Saved entries:
* * * *

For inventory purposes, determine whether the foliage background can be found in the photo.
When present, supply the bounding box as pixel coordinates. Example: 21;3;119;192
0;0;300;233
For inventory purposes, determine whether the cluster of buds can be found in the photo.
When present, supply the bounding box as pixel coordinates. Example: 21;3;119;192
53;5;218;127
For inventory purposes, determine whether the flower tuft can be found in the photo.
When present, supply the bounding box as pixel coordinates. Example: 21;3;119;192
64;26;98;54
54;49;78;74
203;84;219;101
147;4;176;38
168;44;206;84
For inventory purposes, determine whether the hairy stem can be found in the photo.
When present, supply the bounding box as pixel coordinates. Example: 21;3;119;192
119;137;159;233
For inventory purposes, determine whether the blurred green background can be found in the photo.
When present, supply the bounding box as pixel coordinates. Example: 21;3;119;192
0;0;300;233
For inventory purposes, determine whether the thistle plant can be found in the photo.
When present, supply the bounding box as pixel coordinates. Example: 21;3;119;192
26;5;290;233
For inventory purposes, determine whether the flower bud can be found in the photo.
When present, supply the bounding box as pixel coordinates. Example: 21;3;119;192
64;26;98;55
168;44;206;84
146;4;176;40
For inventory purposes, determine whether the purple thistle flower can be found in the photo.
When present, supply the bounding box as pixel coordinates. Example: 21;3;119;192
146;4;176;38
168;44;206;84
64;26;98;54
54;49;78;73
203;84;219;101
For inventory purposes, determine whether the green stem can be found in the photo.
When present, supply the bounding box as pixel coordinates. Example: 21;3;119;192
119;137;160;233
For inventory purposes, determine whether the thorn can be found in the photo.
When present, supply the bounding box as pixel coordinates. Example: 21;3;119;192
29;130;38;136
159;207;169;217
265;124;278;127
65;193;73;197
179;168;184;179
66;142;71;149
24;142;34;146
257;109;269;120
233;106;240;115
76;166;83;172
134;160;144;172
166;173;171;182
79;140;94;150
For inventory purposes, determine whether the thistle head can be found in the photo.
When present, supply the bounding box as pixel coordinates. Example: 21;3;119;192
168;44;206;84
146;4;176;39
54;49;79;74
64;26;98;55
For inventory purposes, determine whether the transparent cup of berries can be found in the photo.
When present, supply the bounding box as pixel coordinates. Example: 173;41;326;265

* * * *

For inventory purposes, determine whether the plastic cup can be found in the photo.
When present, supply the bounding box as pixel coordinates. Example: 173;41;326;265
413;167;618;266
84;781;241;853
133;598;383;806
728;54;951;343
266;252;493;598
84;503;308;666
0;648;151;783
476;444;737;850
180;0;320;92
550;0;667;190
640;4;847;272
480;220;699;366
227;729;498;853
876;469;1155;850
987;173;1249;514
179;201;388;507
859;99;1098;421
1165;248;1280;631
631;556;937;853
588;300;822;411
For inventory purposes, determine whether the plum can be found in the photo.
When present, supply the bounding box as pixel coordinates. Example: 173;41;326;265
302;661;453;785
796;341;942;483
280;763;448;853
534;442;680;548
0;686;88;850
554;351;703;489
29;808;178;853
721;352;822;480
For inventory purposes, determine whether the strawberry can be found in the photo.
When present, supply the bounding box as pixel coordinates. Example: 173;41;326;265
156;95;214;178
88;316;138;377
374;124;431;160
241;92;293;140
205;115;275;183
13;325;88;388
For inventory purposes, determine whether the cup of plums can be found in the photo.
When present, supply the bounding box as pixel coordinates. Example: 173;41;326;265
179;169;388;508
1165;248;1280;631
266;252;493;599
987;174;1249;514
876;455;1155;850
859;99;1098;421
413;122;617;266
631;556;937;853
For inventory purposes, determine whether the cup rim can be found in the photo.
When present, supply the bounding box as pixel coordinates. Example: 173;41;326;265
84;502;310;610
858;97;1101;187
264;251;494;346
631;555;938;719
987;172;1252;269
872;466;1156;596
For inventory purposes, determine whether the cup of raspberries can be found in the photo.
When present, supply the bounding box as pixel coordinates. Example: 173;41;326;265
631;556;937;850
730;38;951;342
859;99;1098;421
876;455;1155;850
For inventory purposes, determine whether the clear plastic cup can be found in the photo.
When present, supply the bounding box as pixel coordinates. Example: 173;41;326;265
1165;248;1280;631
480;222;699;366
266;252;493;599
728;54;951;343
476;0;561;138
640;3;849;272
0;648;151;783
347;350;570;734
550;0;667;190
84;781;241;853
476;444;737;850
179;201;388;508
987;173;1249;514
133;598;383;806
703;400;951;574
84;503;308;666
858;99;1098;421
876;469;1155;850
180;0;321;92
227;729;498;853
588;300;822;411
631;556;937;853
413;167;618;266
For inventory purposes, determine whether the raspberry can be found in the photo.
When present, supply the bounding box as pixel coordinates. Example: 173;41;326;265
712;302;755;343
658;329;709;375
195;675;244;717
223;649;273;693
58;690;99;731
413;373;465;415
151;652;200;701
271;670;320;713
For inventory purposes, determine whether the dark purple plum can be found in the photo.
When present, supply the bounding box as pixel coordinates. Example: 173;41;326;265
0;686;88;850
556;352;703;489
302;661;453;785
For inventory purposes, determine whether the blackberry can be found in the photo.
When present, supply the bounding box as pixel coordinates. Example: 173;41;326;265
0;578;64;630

* * * *

CHALLENGE: Give back the rows above from the line with "For inventory purposes, determine whether the blackberry" to the line with "0;578;64;630", including both of those lines, copied character for character.

EXERCISE RESULT:
For inventory purposes, determine whether the blackberry can be found in the photo.
When present, supply the bounding box as pixel coordinates. Example: 173;41;326;265
0;578;64;630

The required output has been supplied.